→ **EXERCISE**
Please print, word for word, the stretch of the product prioritization notes below that begins at the words "Sand [scheduled by" and stops after "and often quality.".

→ **DOCUMENT**
·····
Sand [scheduled by devs] - "tiny" tasks with immeasurable impact, which adds up to a great product. Mostly comes from Engineering. optimizer for throughput (=> do minimize process). Prioritize with intuition and desire, not math and metrics. many never will get done because we always have more ideas than time. Since delivered-value is near-nil, why not choose things people have desire / energy for? This increases happiness, morale, and often quality.
Rocks [scheduled by exec, but PM drives] - strategic (=> winning over the next few years) , 3-6(-12) month, optimize for impact, which must be huge. Powers up the product.
Pebbles [scheduled by PM] maximize ROI, i.e. effort vs impact. Between sand and rocks (1-4 sprints), not strategic but tactical wins with impact in the next few months. "It is difficult to craft great Pebbles, because impactful things have a tendency to explode in effort. Anything longer than four sprints invokes the Hofstadter problem of time and impact, and therefore must be analyzed and prioritized as a Rock." If it starts expanding," you often discover that the impact is no longer big enough. Either this means the team needs to get more creative in how to deliver more impact with less effort, or maybe this idea simply isn’t a good-enough use of your time. " If Rocks maximize strategic impact over the long-term, Pebbles maximize immediate impact in the short-term. Said another way: They are the “most effective use of the team’s precious time.” Beware impact & time estimates mostly off by tens of %.
·····
→ **SUPPLIED MATERIAL**
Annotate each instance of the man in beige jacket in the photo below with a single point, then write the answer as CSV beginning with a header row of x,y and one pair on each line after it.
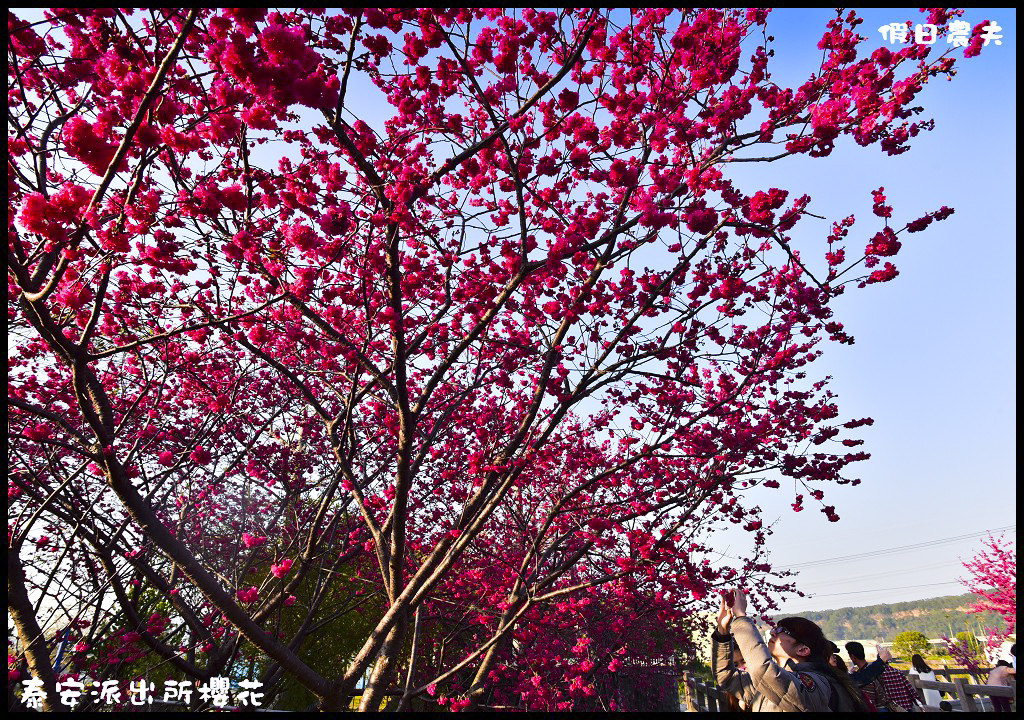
·····
→ **TASK ANSWER**
Sand [scheduled by devs] - "tiny" tasks with immeasurable impact, which adds up to a great product. Mostly comes from Engineering. optimizer for throughput (=> do minimize process). Prioritize with intuition and desire, not math and metrics. many never will get done because we always have more ideas than time. Since delivered-value is near-nil, why not choose things people have desire / energy for? This increases happiness, morale, and often quality.